#### Exercise material

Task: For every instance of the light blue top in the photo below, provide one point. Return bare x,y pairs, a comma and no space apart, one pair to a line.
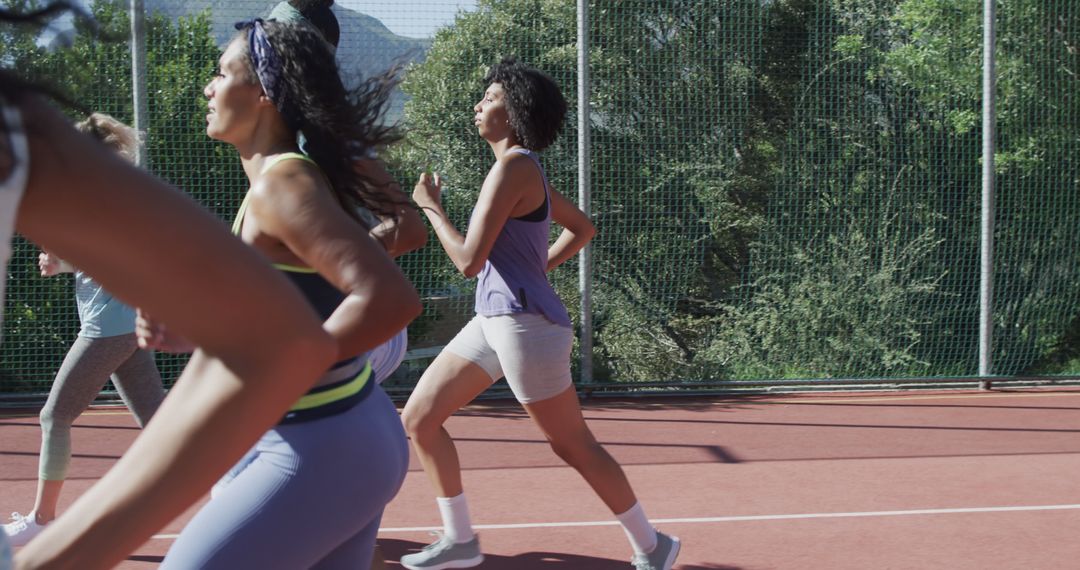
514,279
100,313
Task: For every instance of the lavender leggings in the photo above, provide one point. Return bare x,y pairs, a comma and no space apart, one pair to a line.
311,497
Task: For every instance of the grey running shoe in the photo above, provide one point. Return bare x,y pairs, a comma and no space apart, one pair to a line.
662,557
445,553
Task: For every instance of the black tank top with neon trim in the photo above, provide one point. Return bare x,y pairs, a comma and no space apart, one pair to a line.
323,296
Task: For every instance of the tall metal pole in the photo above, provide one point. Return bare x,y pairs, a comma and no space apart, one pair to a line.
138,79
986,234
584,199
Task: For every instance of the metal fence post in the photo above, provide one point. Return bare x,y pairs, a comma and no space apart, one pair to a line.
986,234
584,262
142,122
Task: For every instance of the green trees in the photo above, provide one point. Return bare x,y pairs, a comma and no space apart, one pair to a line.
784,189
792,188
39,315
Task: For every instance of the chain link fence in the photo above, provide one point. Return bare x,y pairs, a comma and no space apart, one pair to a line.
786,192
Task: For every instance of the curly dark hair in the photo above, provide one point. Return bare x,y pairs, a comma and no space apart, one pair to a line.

########
#### Exercise material

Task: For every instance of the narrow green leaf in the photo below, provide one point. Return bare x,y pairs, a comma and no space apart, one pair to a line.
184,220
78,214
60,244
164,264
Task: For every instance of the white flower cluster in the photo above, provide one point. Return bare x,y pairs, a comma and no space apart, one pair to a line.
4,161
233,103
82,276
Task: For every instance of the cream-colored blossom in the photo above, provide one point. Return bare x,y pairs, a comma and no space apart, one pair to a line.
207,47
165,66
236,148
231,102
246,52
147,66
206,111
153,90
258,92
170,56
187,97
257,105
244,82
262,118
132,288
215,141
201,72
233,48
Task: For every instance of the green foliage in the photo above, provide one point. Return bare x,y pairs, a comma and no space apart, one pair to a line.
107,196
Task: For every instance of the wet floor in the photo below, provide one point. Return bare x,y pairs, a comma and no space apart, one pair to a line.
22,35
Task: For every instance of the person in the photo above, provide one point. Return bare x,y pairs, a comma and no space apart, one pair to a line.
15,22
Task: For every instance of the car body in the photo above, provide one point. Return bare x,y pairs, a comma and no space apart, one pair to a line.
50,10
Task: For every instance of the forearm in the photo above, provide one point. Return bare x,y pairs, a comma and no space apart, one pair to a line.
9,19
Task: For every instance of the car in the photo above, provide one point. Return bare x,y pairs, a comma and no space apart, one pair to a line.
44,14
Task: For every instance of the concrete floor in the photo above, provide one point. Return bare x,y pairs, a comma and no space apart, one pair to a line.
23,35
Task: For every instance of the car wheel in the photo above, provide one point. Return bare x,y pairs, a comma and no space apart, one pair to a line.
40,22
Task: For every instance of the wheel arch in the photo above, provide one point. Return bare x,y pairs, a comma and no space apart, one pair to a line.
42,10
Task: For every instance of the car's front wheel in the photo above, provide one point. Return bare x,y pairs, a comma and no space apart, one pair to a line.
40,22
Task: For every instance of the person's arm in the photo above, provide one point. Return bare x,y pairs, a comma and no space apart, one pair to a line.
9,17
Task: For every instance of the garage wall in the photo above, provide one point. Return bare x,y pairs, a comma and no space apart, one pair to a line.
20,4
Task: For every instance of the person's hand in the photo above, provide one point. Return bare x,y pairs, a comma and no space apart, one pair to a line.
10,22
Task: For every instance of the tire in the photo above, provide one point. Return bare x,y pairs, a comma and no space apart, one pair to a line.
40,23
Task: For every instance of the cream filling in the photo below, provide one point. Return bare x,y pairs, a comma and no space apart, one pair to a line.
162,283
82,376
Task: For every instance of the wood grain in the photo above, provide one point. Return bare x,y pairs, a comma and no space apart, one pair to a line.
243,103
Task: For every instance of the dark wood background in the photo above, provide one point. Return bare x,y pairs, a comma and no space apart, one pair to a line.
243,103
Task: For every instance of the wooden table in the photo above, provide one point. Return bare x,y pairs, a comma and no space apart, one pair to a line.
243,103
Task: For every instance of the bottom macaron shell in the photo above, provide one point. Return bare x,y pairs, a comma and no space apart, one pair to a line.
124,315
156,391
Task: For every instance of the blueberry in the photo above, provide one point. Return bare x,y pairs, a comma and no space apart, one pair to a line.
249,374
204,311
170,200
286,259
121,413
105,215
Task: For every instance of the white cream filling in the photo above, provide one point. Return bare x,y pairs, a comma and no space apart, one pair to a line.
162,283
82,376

########

◆ **Task item**:
Could you set down, exactly as written, the lines above between the one holding "Task: For every instance of the chain" and the one holding "Task: For every instance of the curly", inclusive, and nothing more?

◆ **Result for this task**:
Task: For every instance of the chain link fence in the photo above, provide one point. Return bare x,y pairs, a comma and no space apart, one pair to a line.
786,192
Task: For every instance of the curly dark hair in the photo above, provide one point. Return bare x,y pairs, a comma and no space apart, one pair to a line.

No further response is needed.